━━━ Material supplied ━━━

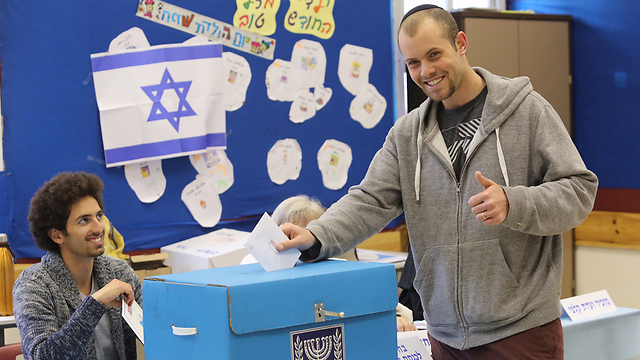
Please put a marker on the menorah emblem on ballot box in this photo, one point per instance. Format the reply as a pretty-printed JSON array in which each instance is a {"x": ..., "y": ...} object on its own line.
[{"x": 324, "y": 343}]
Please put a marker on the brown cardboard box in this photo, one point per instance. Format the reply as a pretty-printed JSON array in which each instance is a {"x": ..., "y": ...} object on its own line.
[
  {"x": 397, "y": 241},
  {"x": 150, "y": 265}
]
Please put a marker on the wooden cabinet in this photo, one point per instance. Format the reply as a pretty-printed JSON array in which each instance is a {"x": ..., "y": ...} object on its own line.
[
  {"x": 512, "y": 45},
  {"x": 537, "y": 46}
]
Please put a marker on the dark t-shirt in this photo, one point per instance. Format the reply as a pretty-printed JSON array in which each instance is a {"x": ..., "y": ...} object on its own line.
[{"x": 458, "y": 127}]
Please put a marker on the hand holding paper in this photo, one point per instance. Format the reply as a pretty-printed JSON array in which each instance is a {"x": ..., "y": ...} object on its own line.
[{"x": 263, "y": 242}]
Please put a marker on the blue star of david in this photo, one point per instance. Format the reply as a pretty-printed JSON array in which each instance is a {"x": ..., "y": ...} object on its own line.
[{"x": 158, "y": 111}]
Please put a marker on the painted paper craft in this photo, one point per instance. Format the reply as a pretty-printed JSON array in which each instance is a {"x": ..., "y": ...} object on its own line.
[
  {"x": 133, "y": 38},
  {"x": 158, "y": 102},
  {"x": 334, "y": 160},
  {"x": 303, "y": 107},
  {"x": 256, "y": 15},
  {"x": 216, "y": 165},
  {"x": 162, "y": 12},
  {"x": 237, "y": 82},
  {"x": 146, "y": 179},
  {"x": 353, "y": 67},
  {"x": 203, "y": 201},
  {"x": 368, "y": 107},
  {"x": 313, "y": 17},
  {"x": 282, "y": 85},
  {"x": 284, "y": 161},
  {"x": 321, "y": 96},
  {"x": 309, "y": 62},
  {"x": 263, "y": 242}
]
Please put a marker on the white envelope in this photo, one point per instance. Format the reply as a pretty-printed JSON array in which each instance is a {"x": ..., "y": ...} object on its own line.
[
  {"x": 263, "y": 242},
  {"x": 133, "y": 316}
]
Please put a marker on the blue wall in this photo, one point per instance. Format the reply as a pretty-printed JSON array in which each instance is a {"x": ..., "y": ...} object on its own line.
[
  {"x": 52, "y": 120},
  {"x": 606, "y": 84}
]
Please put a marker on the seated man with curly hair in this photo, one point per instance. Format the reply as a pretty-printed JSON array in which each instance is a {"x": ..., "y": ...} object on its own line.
[{"x": 67, "y": 306}]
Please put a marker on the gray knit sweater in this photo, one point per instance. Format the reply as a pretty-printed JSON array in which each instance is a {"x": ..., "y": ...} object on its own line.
[{"x": 55, "y": 324}]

━━━

Directions for this task:
Recast the whole listing above as a JSON list of strings, one string for each line, skipping blank lines and leaving the picture out.

Answer to the task:
[
  "Please put a marker on the menorah emblem on ballot box in this photo, one point per instance. Format the reply as a pretty-printed JSON array in which each instance is a {\"x\": ..., \"y\": ...} object on its own line.",
  "[{\"x\": 324, \"y\": 343}]",
  "Please put a marker on the brown cardboard box in this photo, one point per instance. Format the reply as a pretty-printed JSON array in which each instance is a {\"x\": ..., \"y\": ...} object on its own line.",
  "[",
  "  {\"x\": 397, \"y\": 241},",
  "  {\"x\": 150, \"y\": 265}",
  "]",
  "Please put a marker on the wooden cabinet in this photo, one point per instance. Format the reply as a pretty-printed JSON array in which each instance is a {\"x\": ..., \"y\": ...} object on its own line.",
  "[",
  "  {\"x\": 512, \"y\": 45},",
  "  {\"x\": 537, \"y\": 46}",
  "]",
  "Please put a marker on the dark t-shirt in this photo, one point per instance. Format the reply as a pretty-printed JSON array in which each instance is a {\"x\": ..., \"y\": ...} object on its own line.",
  "[{\"x\": 458, \"y\": 127}]",
  "Please put a marker on the hand holding paper in this photo, one point per instance. Format the reply as a pretty-printed JSON array in which each instance is a {\"x\": ..., \"y\": ...} object on its own line.",
  "[{\"x\": 263, \"y\": 242}]",
  "Please put a marker on the blue star of david in this photo, one point per instance. Format the reply as a pretty-printed JSON array in which each instance is a {\"x\": ..., \"y\": ...} object on its own line.",
  "[{\"x\": 158, \"y\": 111}]",
  "Please put a marker on the painted paper craft in this photo, one point per instance. Format the reply as a pretty-printed JSON array in which each instance is a {\"x\": ..., \"y\": ...} object on its own line.",
  "[",
  "  {\"x\": 133, \"y\": 38},",
  "  {\"x\": 158, \"y\": 102},",
  "  {\"x\": 334, \"y\": 160},",
  "  {\"x\": 303, \"y\": 107},",
  "  {\"x\": 256, \"y\": 15},",
  "  {\"x\": 216, \"y\": 165},",
  "  {\"x\": 162, \"y\": 12},",
  "  {\"x\": 237, \"y\": 82},",
  "  {\"x\": 146, \"y\": 179},",
  "  {\"x\": 353, \"y\": 67},",
  "  {\"x\": 203, \"y\": 201},",
  "  {\"x\": 368, \"y\": 107},",
  "  {\"x\": 313, \"y\": 17},",
  "  {\"x\": 282, \"y\": 85},",
  "  {\"x\": 284, \"y\": 161},",
  "  {\"x\": 321, \"y\": 96},",
  "  {\"x\": 309, \"y\": 62},",
  "  {\"x\": 263, \"y\": 242}",
  "]",
  "Please put a marker on the white envelope in this photo, one point per instance. Format the reply as a pretty-printed JSON array in which each instance is a {\"x\": ..., \"y\": ...} object on its own line.",
  "[",
  "  {\"x\": 263, \"y\": 242},",
  "  {\"x\": 133, \"y\": 316}",
  "]",
  "Please put a marker on the blue wall in this photo, one point per instance. Format the reply as a pretty-printed JSON array in which each instance is a {\"x\": ..., \"y\": ...} object on its own line.",
  "[",
  "  {\"x\": 52, \"y\": 120},",
  "  {\"x\": 606, \"y\": 84}",
  "]",
  "Please put a marker on the seated man with curly hair in this photo, one point per instance. Format the reply as a pretty-printed JSON array in which each instance is a {\"x\": ..., \"y\": ...} object on its own line.",
  "[{\"x\": 67, \"y\": 306}]",
  "Please put a marker on the gray knit sweater in this photo, one point per instance. Format the reply as a pretty-printed JSON array in which each instance is a {\"x\": ..., \"y\": ...} object on its own line.",
  "[{\"x\": 55, \"y\": 324}]"
]